Dataset entries:
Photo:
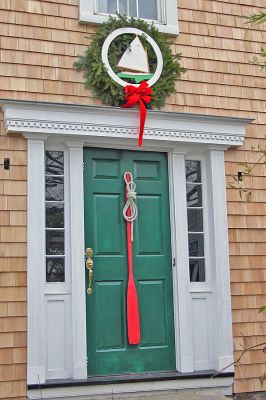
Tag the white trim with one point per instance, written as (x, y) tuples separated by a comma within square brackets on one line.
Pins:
[(81, 125), (83, 122), (183, 330), (220, 259), (77, 260), (36, 261), (169, 24), (206, 385)]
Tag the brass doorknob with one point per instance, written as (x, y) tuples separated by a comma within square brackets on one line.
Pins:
[(89, 266)]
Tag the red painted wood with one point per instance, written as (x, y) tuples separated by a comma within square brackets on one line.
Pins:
[(133, 325)]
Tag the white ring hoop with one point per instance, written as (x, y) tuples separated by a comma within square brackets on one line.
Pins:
[(135, 31)]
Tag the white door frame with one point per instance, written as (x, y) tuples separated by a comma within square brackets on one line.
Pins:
[(178, 134)]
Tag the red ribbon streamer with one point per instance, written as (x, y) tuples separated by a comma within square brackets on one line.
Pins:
[(133, 325), (142, 95)]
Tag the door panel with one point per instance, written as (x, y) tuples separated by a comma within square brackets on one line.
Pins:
[(105, 231)]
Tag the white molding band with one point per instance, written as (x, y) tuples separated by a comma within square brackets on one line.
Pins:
[(112, 122)]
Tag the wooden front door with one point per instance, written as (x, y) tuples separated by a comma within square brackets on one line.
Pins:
[(104, 190)]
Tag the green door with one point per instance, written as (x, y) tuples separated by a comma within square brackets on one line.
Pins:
[(105, 232)]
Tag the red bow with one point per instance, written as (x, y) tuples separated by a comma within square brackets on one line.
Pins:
[(142, 95)]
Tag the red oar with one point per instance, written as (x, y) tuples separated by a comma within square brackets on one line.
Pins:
[(133, 326)]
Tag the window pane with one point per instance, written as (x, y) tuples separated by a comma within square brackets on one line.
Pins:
[(194, 195), (132, 8), (148, 9), (54, 215), (55, 270), (193, 172), (195, 220), (197, 270), (123, 7), (107, 6), (54, 162), (55, 242), (196, 244), (54, 189)]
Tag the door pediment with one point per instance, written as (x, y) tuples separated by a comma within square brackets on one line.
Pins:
[(112, 122)]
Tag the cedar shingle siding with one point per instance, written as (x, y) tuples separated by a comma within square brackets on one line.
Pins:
[(39, 41)]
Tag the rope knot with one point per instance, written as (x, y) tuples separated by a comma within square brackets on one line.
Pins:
[(130, 210)]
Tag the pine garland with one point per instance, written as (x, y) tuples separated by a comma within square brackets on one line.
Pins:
[(96, 77)]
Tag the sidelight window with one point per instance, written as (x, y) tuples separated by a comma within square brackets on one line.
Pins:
[(195, 221), (54, 216)]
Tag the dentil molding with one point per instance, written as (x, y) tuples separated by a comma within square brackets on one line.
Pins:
[(111, 122)]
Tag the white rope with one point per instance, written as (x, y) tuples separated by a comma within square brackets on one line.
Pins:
[(130, 204)]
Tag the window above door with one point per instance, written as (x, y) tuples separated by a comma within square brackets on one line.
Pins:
[(163, 13)]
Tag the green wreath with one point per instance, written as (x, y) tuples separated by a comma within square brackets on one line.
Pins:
[(99, 82)]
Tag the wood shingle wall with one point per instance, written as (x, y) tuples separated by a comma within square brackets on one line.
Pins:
[(39, 41)]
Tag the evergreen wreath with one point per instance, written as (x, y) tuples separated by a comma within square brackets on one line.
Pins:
[(96, 77)]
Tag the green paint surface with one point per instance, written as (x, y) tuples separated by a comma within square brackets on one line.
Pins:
[(104, 191)]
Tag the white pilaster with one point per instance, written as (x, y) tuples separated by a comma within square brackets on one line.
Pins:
[(181, 280), (220, 258), (77, 259), (36, 260)]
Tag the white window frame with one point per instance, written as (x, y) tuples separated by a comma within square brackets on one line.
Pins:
[(168, 10)]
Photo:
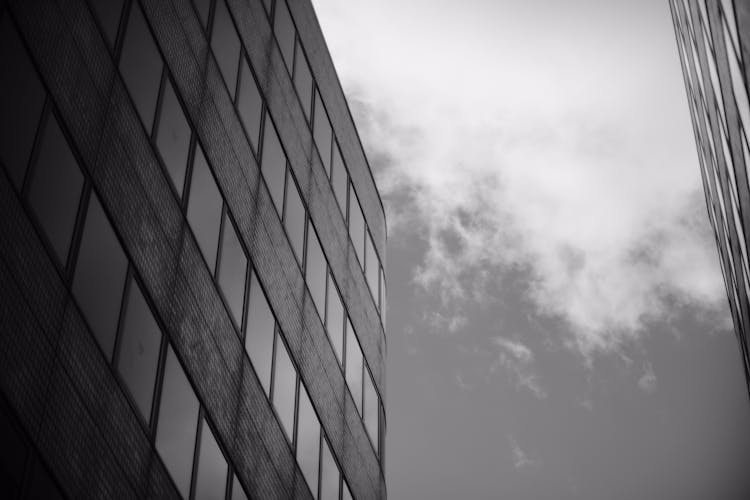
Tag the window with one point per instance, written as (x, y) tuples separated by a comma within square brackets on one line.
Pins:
[(178, 422), (204, 208), (259, 333), (100, 276), (139, 350), (141, 65), (21, 97), (226, 45), (284, 387), (173, 137), (232, 270)]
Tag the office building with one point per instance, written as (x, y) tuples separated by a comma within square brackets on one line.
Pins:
[(192, 286)]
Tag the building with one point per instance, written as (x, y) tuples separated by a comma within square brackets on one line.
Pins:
[(192, 286), (713, 40)]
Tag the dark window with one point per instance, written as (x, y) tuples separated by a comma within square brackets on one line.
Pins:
[(56, 187), (232, 270), (322, 132), (204, 208), (249, 104), (100, 276), (273, 164), (284, 387), (22, 98), (211, 479), (139, 350), (259, 333), (178, 421), (141, 65), (294, 217), (226, 45)]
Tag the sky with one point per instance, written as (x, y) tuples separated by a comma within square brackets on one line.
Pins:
[(557, 321)]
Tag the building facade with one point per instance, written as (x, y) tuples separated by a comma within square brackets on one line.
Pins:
[(713, 40), (192, 286)]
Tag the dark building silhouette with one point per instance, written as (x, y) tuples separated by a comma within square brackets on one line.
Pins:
[(713, 40), (192, 248)]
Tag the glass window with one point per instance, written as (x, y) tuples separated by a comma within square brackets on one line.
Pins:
[(316, 271), (273, 164), (100, 276), (211, 478), (294, 217), (173, 137), (56, 188), (284, 387), (178, 421), (259, 333), (308, 440), (22, 97), (139, 350), (141, 65), (354, 366), (335, 320), (232, 270), (283, 27), (322, 133), (249, 104), (226, 45), (204, 208), (303, 80)]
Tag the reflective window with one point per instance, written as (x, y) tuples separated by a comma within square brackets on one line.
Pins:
[(173, 137), (141, 65), (308, 440), (226, 45), (284, 387), (56, 187), (249, 104), (259, 333), (273, 164), (322, 133), (232, 270), (204, 208), (316, 270), (211, 478), (22, 97), (139, 350), (354, 366), (178, 420), (100, 276), (294, 217)]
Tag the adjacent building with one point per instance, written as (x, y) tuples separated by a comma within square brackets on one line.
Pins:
[(192, 254), (713, 40)]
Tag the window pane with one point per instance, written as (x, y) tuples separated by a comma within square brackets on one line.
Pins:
[(294, 217), (284, 386), (259, 333), (232, 270), (204, 208), (316, 271), (249, 104), (226, 45), (273, 164), (322, 132), (140, 65), (308, 440), (353, 366), (178, 420), (139, 350), (335, 320), (211, 479), (22, 97), (100, 276)]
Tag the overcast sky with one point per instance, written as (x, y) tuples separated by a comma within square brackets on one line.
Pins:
[(557, 324)]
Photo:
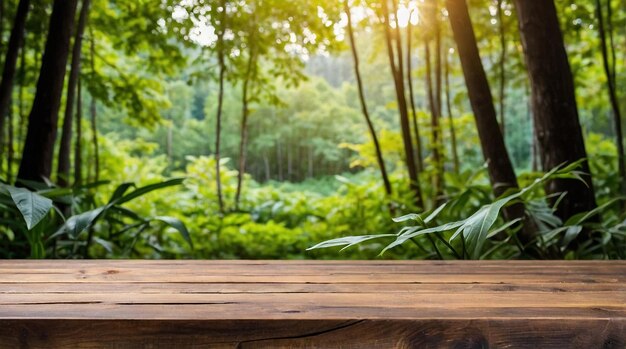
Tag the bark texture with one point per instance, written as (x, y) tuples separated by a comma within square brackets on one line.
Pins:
[(555, 115), (43, 118)]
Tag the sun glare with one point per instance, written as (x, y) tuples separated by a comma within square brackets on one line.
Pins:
[(408, 14)]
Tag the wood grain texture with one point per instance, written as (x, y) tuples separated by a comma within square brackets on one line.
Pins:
[(312, 304)]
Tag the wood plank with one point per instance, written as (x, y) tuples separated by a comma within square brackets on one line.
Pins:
[(303, 304), (314, 333), (279, 288)]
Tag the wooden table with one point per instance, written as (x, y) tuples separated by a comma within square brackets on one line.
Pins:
[(332, 304)]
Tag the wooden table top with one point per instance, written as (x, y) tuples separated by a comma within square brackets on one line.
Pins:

#### DESCRIPTION OF THE TASK
Please reproduce every one of the records above word for word, leaving out the pictures.

#### FINAL ANSWER
Photo:
Tag the white trim with one point per instance, written as (x, y) tuples separated by a comma within square brackets on one line.
Pins:
[(81, 125), (83, 122), (183, 330), (220, 259), (77, 260), (36, 261), (169, 24), (206, 385)]
Tag the brass doorknob with one point per instance, written as (x, y) tuples separated by a comma within square brackets on one line.
Pins:
[(89, 266)]
Tag the red painted wood with one point per instance, written as (x, y) tuples separated by a comma within square brackets on one line.
Pins:
[(133, 325)]
Tag the white ring hoop with one point per instance, written as (x, y) tuples separated by a comma within square brackets on one line.
Pins:
[(135, 31)]
Tag the white door frame with one point per instance, written as (x, y) tuples separated by a comma within square brackets on one line.
Pins:
[(178, 134)]
Tag the red ribbon streamer with one point per instance, written as (x, y) tuples separated by a comma within square brackets on one line.
Pins:
[(133, 325), (142, 95)]
Tag the door panel with one point per instance, written as (x, y) tuples separated by a comma within square brackets on one line.
Pins:
[(105, 231)]
Tag the white molding band with one point per instance, written as (x, y) tuples separated by a comma within square brackets on one line.
Pins:
[(112, 122)]
Tag the wooden front door with one point per instance, written as (x, y) tuples separated by a comma within square brackets on one line.
Pins:
[(104, 190)]
Tag the green door with one point per instance, written as (x, y) tuples separated by a comma within square brackets on one line.
Pins:
[(105, 232)]
Tag the red bow with one point per instance, written as (x, y) tuples separated by a comma within square brackets on one line.
Pins:
[(142, 95)]
Tag the red oar with one point per instance, written as (x, y) tuples separated by a comma within square brackets on one line.
Pins:
[(133, 326)]
Tag the window pane with one point per instance, written as (x, y) tuples separated by a comma within square brackets on one line.
Pins:
[(194, 195), (132, 8), (148, 9), (54, 215), (55, 270), (193, 172), (195, 220), (197, 270), (123, 7), (107, 6), (54, 162), (55, 242), (196, 244), (54, 189)]
Tag the door pediment with one point per instance, written as (x, y) tuples separated by a comma within square brackets on one line.
Pins:
[(112, 122)]
Tag the cedar shingle siding with one point per instance, written as (x, y) tuples separated by a comma within square brackets on one line.
Pins:
[(39, 41)]
Tag the rope knot with one point per instance, written as (x, y) tuples separated by a comma within square brackets on one line.
Pins:
[(130, 210)]
Tag the pine garland with one point per instance, written as (x, y) tuples separated by a comma within square brackets on one line.
Pins:
[(96, 77)]
Tag the sidelight window with one point per instance, written as (x, y) tuples separated by a comma within square brackets on one line.
Pins:
[(195, 221), (54, 216)]
Tag the dentil molding with one point per instance, written as (x, y) tuples separated by a comma within square brackets on one line.
Pins:
[(111, 122)]
Tag the white rope with one point per instance, written as (x, y) tuples separated by a comma within square brackets on one line.
Pins:
[(130, 204)]
Tag the window above door with one point per instance, written as (x, y) tuples separated by a comma within square brackets on one line.
Pins:
[(163, 13)]
Tag the green wreath with one point per instance, written as (x, y) tuples separated by a comma within square brackets on one line.
Pins:
[(99, 82)]
Tag the wood shingle wall with one point per instance, written as (x, y) tuples separated by a comma within square brackets on one line.
Pins:
[(39, 41)]
Tag the evergreen wreath with one point per instance, written as (x, y) tuples separated by a comma within square brackets on one line.
Pins:
[(96, 77)]
Tag the green paint surface with one point per instance, written as (x, y) tuples separated by a comma within square brackets on one line.
Pins:
[(104, 191)]
Tag the white pilaster with one point per instance, written as (x, y) tuples separated by a comma within square brackets on one line.
Pins:
[(181, 280), (220, 258), (77, 259), (36, 260)]
Tag the white window frame with one point per instance, written as (x, y) tuples separated by a comma within square brackets on one line.
Pins:
[(168, 10)]
Photo:
Tag the window with one point per instance, written as (x, y) tuples separated by a comma within square brackets on one line.
Pins:
[(178, 422), (204, 208), (259, 333), (100, 276), (139, 350), (141, 65), (21, 97), (226, 45), (284, 387), (173, 137), (232, 270)]
Tag the office building with one point per instance, written as (x, y) tuples separated by a comma within square brackets on one line.
Pins:
[(192, 286)]
Tag the building with one point per instance, written as (x, y) tuples separated by a comma within square brackets on one line.
Pins:
[(192, 286), (713, 40)]
Tag the dark window with one point per instance, written as (x, y) tuples separated by a comma within square brackets on one line.
Pins:
[(56, 187), (232, 270), (322, 132), (204, 208), (249, 104), (100, 276), (273, 164), (284, 387), (22, 98), (211, 479), (139, 350), (259, 333), (178, 421), (141, 65), (294, 217), (226, 45)]
Tag the sky with one point per instance, written as (x, y) tuples separated by a comma within square brackets on one line.
Pins:
[(557, 321)]
Tag the building facade with one point per instance, written as (x, y) tuples separated by a comma within square brackets on one line.
Pins:
[(713, 40), (192, 286)]
Tag the dark building silhouette with one point per instance, written as (x, y) tuples separated by a comma within square brackets on one line.
Pins:
[(713, 40), (192, 248)]
Tag the glass window with one point per instance, written as (x, y) tuples separated by a comma within square brackets on one line.
Pins:
[(316, 271), (273, 164), (100, 276), (211, 478), (294, 217), (173, 137), (56, 188), (284, 387), (178, 421), (259, 333), (308, 440), (22, 97), (139, 350), (141, 65), (354, 366), (335, 320), (232, 270), (283, 27), (322, 133), (249, 104), (226, 45), (204, 208), (303, 80)]
Tag the reflective window with one point per instance, written as (x, y) tuples separated by a comma within square brackets on one line.
Pins:
[(173, 137), (141, 65), (308, 440), (226, 45), (284, 387), (56, 187), (249, 104), (259, 333), (273, 164), (322, 133), (232, 270), (204, 208), (316, 270), (211, 478), (22, 97), (139, 350), (354, 366), (178, 420), (100, 276), (294, 217)]
Tag the adjacent building with one point per instance, written as (x, y) tuples separated by a comma within square brackets on one line.
Pins:
[(192, 254), (713, 40)]
Tag the window pane with one point per instance, written as (x, y) tuples separated by a comma within square brackets on one line.
Pins:
[(294, 217), (284, 386), (259, 333), (232, 270), (204, 208), (316, 271), (249, 104), (226, 45), (273, 164), (322, 132), (140, 65), (308, 440), (353, 366), (178, 420), (139, 350), (335, 320), (211, 479), (22, 97), (100, 276)]
Tag the overcast sky with one point per instance, written as (x, y) tuples separated by a comma within square brackets on one line.
Pins:
[(557, 324)]
Photo:
Tag the bark texture with one point per instance, written as (x, y) tuples separated by a comma within square brackets on one line.
Pins:
[(555, 115), (43, 118)]
Tag the sun glare with one point per instance, written as (x, y) tuples separated by a comma within square brackets on one line.
Pins:
[(408, 14)]
Tag the wood grain texture with one point per instance, written as (x, y) tuples separated by a comma within square brackets on one line.
Pins:
[(312, 304)]
Tag the wood plank with one point per instance, written as (x, y) tuples separated by a comma within square brackets on one line.
Pins:
[(303, 304), (314, 333), (279, 288)]
Tag the wooden table with one point per instance, written as (x, y) tuples separated by a comma within square brackets on one line.
Pins:
[(332, 304)]
Tag the wooden table top with one point per instance, written as (x, y) tuples separated by a comma within square brackets on one line.
Pins:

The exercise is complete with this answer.